• Material for the task:
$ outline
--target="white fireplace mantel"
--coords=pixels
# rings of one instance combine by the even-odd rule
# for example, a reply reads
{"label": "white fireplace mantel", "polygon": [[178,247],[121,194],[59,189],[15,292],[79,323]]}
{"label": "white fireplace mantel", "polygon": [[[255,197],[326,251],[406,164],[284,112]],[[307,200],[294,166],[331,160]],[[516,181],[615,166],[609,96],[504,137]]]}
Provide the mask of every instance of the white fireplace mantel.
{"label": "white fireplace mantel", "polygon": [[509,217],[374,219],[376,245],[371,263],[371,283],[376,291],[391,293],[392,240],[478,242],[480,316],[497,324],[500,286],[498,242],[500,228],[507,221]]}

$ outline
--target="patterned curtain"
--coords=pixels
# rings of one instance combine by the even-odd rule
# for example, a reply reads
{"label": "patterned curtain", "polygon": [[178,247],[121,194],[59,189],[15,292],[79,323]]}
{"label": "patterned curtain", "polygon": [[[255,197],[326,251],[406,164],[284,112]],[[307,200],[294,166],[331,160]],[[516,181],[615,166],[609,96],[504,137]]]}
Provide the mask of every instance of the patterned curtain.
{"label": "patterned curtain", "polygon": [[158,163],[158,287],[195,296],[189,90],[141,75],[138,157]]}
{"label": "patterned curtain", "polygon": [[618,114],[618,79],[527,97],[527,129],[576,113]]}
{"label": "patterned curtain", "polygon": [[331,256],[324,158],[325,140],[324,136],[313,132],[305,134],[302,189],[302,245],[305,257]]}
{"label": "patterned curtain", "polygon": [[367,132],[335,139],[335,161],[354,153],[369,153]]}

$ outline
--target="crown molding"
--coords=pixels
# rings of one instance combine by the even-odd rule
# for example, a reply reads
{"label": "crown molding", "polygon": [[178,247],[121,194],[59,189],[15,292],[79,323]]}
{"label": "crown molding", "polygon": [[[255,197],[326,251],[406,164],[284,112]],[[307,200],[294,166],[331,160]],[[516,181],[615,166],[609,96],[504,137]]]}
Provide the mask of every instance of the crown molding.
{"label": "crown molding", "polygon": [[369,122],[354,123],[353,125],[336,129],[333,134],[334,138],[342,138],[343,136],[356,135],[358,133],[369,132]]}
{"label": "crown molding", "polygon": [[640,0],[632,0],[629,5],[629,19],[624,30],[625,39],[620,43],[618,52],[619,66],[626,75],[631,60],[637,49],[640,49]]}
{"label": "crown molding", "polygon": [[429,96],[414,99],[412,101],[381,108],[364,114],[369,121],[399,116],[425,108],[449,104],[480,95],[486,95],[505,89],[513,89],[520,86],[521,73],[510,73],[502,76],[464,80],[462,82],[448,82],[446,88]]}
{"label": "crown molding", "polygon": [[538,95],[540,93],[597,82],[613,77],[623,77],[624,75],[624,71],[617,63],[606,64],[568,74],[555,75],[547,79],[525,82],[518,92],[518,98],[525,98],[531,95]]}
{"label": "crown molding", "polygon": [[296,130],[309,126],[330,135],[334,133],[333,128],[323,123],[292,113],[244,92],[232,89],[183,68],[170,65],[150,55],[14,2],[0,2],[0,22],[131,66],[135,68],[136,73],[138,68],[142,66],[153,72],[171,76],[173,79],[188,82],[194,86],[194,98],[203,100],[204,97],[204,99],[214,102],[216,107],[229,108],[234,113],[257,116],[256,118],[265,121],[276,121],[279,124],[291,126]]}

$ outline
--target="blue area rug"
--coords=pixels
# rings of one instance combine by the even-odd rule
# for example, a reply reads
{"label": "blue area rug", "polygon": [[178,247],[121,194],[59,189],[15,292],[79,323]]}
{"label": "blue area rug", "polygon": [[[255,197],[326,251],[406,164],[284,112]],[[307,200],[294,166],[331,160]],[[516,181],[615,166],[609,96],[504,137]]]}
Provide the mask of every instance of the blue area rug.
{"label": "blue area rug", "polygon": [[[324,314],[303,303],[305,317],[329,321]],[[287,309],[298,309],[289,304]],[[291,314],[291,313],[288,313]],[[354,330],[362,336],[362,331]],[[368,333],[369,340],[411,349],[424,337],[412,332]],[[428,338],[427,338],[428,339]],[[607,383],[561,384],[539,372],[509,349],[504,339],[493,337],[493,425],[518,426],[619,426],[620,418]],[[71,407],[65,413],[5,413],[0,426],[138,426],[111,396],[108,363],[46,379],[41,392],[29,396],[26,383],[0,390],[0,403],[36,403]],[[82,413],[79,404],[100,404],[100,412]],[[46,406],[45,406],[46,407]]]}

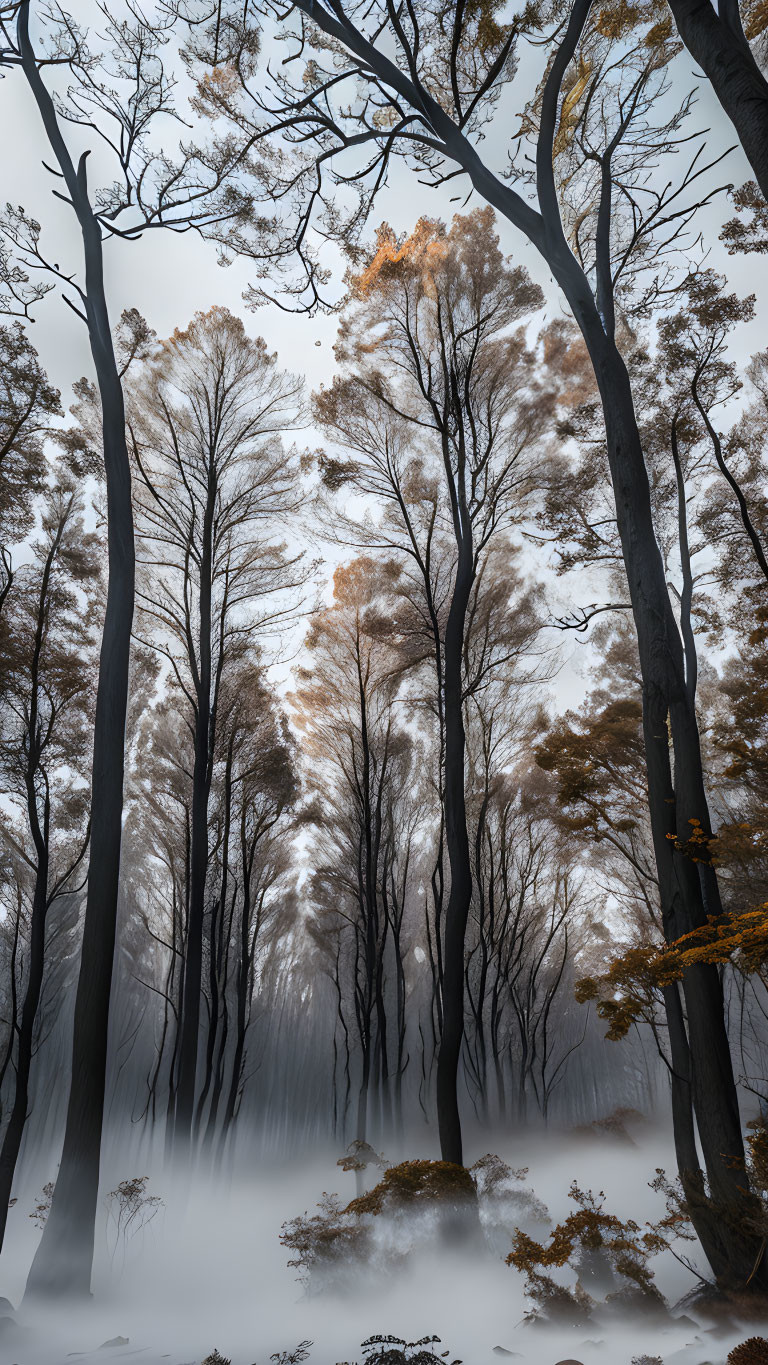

• Assigned task:
Copy out each line of the data exactly as it reads; skip the pictures.

• Solved exercise:
$ outline
--target="white fireplace mantel"
--coords=pixels
# rings of one instance combine by the even-odd rule
# for example, a reply reads
{"label": "white fireplace mantel", "polygon": [[178,247],[121,194],[59,189],[15,292],[79,323]]}
{"label": "white fireplace mantel", "polygon": [[[255,197],[326,251],[406,164],[284,112]],[[307,200],[294,166],[331,160]],[[516,181],[615,166],[609,96],[504,137]]]}
Provide the mask of every instance of the white fireplace mantel.
{"label": "white fireplace mantel", "polygon": [[509,217],[374,219],[376,245],[371,263],[371,283],[376,291],[391,293],[392,240],[478,242],[480,316],[497,324],[500,286],[498,242],[500,228],[507,221]]}

$ outline
--target="patterned curtain"
--coords=pixels
# rings of one instance combine by the even-odd rule
# for example, a reply reads
{"label": "patterned curtain", "polygon": [[178,247],[121,194],[59,189],[15,292],[79,323]]}
{"label": "patterned curtain", "polygon": [[[255,197],[326,251],[406,164],[284,112]],[[307,200],[294,166],[331,160]],[[516,181],[615,166],[609,96],[504,137]]]}
Provide the mask of every instance of the patterned curtain.
{"label": "patterned curtain", "polygon": [[158,163],[158,287],[195,296],[189,90],[141,75],[138,157]]}
{"label": "patterned curtain", "polygon": [[618,114],[618,79],[527,97],[527,129],[576,113]]}
{"label": "patterned curtain", "polygon": [[331,256],[324,158],[325,140],[324,136],[313,132],[305,134],[302,189],[302,245],[305,257]]}
{"label": "patterned curtain", "polygon": [[367,132],[335,139],[335,161],[354,153],[369,153]]}

$ outline
--target="crown molding"
--coords=pixels
# rings of one instance combine by the even-odd rule
# for example, a reply reads
{"label": "crown molding", "polygon": [[178,247],[121,194],[59,189],[15,292],[79,323]]}
{"label": "crown molding", "polygon": [[[255,197],[326,251],[406,164],[284,112]],[[307,200],[294,166],[331,160]],[[516,181],[615,166],[609,96],[504,137]]]}
Provide the mask of every instance of the crown molding.
{"label": "crown molding", "polygon": [[369,122],[354,123],[353,125],[336,129],[333,134],[334,138],[342,138],[343,136],[356,135],[358,133],[369,132]]}
{"label": "crown molding", "polygon": [[640,0],[632,0],[629,5],[629,19],[624,30],[625,39],[620,43],[618,52],[619,66],[626,75],[631,60],[637,49],[640,49]]}
{"label": "crown molding", "polygon": [[429,96],[414,99],[412,101],[381,108],[364,114],[369,121],[399,116],[425,108],[449,104],[480,95],[486,95],[505,89],[513,89],[520,86],[521,73],[510,73],[502,76],[464,80],[462,82],[448,82],[446,88]]}
{"label": "crown molding", "polygon": [[538,95],[540,93],[597,82],[613,77],[623,77],[624,75],[624,71],[617,63],[606,64],[568,74],[555,75],[547,79],[525,82],[518,92],[518,98],[525,98],[531,95]]}
{"label": "crown molding", "polygon": [[296,130],[309,126],[330,135],[334,133],[333,128],[323,123],[292,113],[244,92],[232,89],[183,68],[170,65],[150,55],[14,2],[0,2],[0,22],[131,66],[135,68],[136,73],[138,68],[142,66],[153,72],[171,76],[173,79],[188,82],[194,86],[194,98],[203,100],[204,97],[204,99],[214,102],[216,107],[229,108],[234,113],[257,116],[256,118],[265,121],[276,121],[279,124],[291,126]]}

$ outline
--target="blue area rug"
--coords=pixels
# rings of one instance combine by the even-odd rule
# for example, a reply reads
{"label": "blue area rug", "polygon": [[178,247],[121,194],[59,189],[15,292],[79,323]]}
{"label": "blue area rug", "polygon": [[[255,197],[326,251],[406,164],[284,112]],[[307,200],[294,166],[331,160]],[[516,181],[615,166],[609,96],[504,137]]]}
Provide the mask of every instance of the blue area rug.
{"label": "blue area rug", "polygon": [[[324,314],[303,303],[305,317],[329,321]],[[287,309],[298,309],[289,304]],[[291,314],[291,313],[288,313]],[[354,330],[362,336],[362,331]],[[368,333],[369,340],[411,349],[424,337],[412,332]],[[428,338],[427,338],[428,339]],[[607,383],[561,384],[539,372],[509,349],[504,339],[493,337],[493,425],[518,426],[619,426],[620,418]],[[71,407],[65,413],[5,413],[0,426],[138,426],[111,396],[108,363],[46,379],[41,392],[29,396],[26,383],[0,390],[0,403],[36,403]],[[82,413],[79,404],[100,404],[100,412]],[[46,406],[45,406],[46,407]]]}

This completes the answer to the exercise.